= Burrows Burdick =

American politician (1823–1899)

Burrows Burdick (January 19, 1823 – June 30, 1899) was an American physician from Edgerton, Wisconsin, who spent a single term as a member of the Wisconsin State Assembly from Rock County.

== Background ==
Burdick was born January 19, 1823, in Rockville, Rhode Island, son of Alpheus and Abigail (Vincent) Burdick. He taught school in Little Genesee, New York, before becoming a student at the Alfred Academy and Teachers Seminary in 1844. He studied medicine under Dr. John Hartshorn of Alfred (who was also a trustee of the Academy), and graduated in 1849 from the University Medical College of New York University. In November 1849, he married Phebe Ann Barker of Rockville, who died November 25, 1852. He later married Caroline F. ( Sheldon ) Olney of Coventry, Rhode Island, with whom he had three children.

## Listed records
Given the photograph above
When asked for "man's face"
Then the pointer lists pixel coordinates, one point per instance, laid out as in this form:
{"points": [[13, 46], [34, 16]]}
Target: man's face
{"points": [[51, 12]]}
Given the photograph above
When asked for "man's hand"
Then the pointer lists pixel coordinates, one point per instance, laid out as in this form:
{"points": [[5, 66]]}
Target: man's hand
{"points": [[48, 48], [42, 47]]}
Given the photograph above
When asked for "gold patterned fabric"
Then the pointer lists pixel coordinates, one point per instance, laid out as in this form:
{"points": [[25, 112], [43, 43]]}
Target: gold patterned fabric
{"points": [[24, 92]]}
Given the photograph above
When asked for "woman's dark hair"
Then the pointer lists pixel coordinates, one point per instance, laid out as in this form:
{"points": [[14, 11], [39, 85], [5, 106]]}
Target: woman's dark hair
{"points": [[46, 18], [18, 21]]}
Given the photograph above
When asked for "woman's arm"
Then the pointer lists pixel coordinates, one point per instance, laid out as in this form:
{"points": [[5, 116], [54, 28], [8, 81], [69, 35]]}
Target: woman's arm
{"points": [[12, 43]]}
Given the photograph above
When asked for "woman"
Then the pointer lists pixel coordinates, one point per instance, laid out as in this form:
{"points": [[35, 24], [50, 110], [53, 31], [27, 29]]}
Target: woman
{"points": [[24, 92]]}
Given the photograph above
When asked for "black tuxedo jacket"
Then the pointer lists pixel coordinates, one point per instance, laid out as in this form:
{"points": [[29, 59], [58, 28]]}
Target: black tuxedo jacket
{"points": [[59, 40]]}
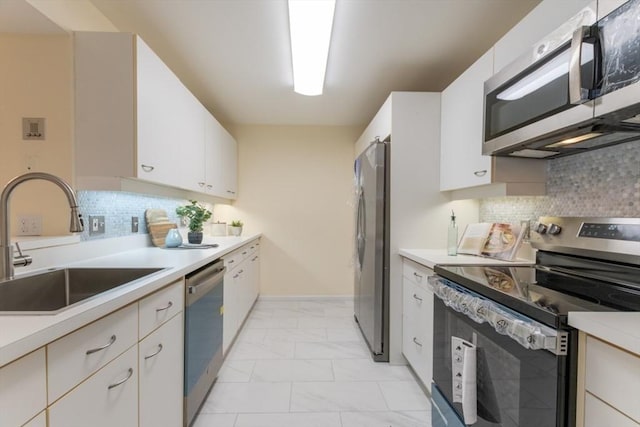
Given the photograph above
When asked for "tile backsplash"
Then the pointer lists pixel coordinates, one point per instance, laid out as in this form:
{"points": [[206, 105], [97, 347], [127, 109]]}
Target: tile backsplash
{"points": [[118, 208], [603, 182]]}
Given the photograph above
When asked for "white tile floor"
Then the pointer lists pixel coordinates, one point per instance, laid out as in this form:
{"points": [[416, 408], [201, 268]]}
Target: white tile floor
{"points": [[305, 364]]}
* * *
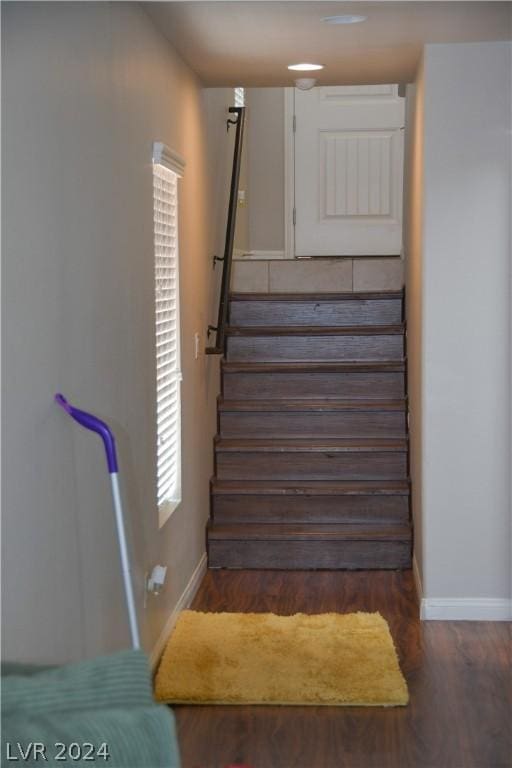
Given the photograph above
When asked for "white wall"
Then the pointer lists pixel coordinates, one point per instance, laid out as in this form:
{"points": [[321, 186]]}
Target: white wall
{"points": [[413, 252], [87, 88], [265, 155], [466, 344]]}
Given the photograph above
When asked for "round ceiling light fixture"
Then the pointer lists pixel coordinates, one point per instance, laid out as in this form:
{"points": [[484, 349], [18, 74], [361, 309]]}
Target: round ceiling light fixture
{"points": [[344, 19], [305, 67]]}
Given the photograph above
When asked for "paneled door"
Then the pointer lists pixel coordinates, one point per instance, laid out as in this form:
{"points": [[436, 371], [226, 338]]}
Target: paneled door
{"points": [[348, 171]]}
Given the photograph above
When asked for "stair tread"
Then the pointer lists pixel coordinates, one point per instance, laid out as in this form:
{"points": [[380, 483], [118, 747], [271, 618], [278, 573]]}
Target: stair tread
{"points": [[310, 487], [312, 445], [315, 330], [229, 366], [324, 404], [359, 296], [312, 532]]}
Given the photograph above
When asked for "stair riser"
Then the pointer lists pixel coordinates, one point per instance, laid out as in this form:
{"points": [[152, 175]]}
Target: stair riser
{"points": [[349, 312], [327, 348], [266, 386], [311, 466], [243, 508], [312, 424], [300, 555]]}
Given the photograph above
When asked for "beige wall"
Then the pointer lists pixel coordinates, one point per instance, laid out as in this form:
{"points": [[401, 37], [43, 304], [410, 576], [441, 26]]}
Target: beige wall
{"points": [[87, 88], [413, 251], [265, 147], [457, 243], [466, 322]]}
* * *
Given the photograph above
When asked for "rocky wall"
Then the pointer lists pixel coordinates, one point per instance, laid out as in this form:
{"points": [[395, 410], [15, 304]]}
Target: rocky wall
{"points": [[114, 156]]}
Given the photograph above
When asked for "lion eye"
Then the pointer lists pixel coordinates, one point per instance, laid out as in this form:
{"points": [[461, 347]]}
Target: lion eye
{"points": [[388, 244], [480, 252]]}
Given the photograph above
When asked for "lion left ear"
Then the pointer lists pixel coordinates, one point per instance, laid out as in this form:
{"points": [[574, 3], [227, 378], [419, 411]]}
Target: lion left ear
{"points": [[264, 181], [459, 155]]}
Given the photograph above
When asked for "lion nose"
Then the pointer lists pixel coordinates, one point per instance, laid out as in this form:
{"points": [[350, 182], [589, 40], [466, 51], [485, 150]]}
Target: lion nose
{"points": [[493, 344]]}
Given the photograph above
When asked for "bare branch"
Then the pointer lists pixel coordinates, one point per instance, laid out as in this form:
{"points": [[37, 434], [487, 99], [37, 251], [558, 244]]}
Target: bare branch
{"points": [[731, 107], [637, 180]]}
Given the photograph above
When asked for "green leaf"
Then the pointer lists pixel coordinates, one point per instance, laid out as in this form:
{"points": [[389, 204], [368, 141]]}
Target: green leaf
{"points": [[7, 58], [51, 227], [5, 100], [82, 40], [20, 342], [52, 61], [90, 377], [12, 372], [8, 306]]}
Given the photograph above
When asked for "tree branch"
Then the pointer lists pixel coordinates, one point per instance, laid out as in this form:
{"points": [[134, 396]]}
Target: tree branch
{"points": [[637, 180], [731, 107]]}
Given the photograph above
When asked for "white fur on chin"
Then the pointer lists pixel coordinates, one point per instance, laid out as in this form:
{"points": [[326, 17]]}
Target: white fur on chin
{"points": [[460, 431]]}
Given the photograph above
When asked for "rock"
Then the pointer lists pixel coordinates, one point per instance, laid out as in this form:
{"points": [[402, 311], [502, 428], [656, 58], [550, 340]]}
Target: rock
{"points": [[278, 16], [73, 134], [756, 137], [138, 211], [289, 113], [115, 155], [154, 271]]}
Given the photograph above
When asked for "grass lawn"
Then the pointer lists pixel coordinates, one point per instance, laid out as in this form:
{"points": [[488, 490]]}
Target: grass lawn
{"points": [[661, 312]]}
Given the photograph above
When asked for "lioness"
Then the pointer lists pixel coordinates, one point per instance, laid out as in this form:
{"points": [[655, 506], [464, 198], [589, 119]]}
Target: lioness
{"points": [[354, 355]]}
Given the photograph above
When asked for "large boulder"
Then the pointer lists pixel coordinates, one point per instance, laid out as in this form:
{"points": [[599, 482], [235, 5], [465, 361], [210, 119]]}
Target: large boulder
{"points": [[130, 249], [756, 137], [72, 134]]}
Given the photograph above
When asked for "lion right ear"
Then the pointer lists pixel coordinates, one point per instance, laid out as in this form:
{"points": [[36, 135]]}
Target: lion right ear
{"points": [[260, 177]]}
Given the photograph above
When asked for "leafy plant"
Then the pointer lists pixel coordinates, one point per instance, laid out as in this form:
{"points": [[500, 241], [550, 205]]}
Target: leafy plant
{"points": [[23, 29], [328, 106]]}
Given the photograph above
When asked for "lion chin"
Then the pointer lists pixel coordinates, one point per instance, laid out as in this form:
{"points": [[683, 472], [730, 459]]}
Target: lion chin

## Questions to answer
1. In the Burrows Burdick biography, copy everything from "American politician (1823–1899)" down to "had three children.".
2. According to the Burrows Burdick biography, under whom did Burdick study medicine?

## Answers for the tasks
1.
American politician (1823–1899)

Burrows Burdick (January 19, 1823 – June 30, 1899) was an American physician from Edgerton, Wisconsin, who spent a single term as a member of the Wisconsin State Assembly from Rock County.

== Background ==
Burdick was born January 19, 1823, in Rockville, Rhode Island, son of Alpheus and Abigail (Vincent) Burdick. He taught school in Little Genesee, New York, before becoming a student at the Alfred Academy and Teachers Seminary in 1844. He studied medicine under Dr. John Hartshorn of Alfred (who was also a trustee of the Academy), and graduated in 1849 from the University Medical College of New York University. In November 1849, he married Phebe Ann Barker of Rockville, who died November 25, 1852. He later married Caroline F. ( Sheldon ) Olney of Coventry, Rhode Island, with whom he had three children.

2. Dr. John Hartshorn of Alfred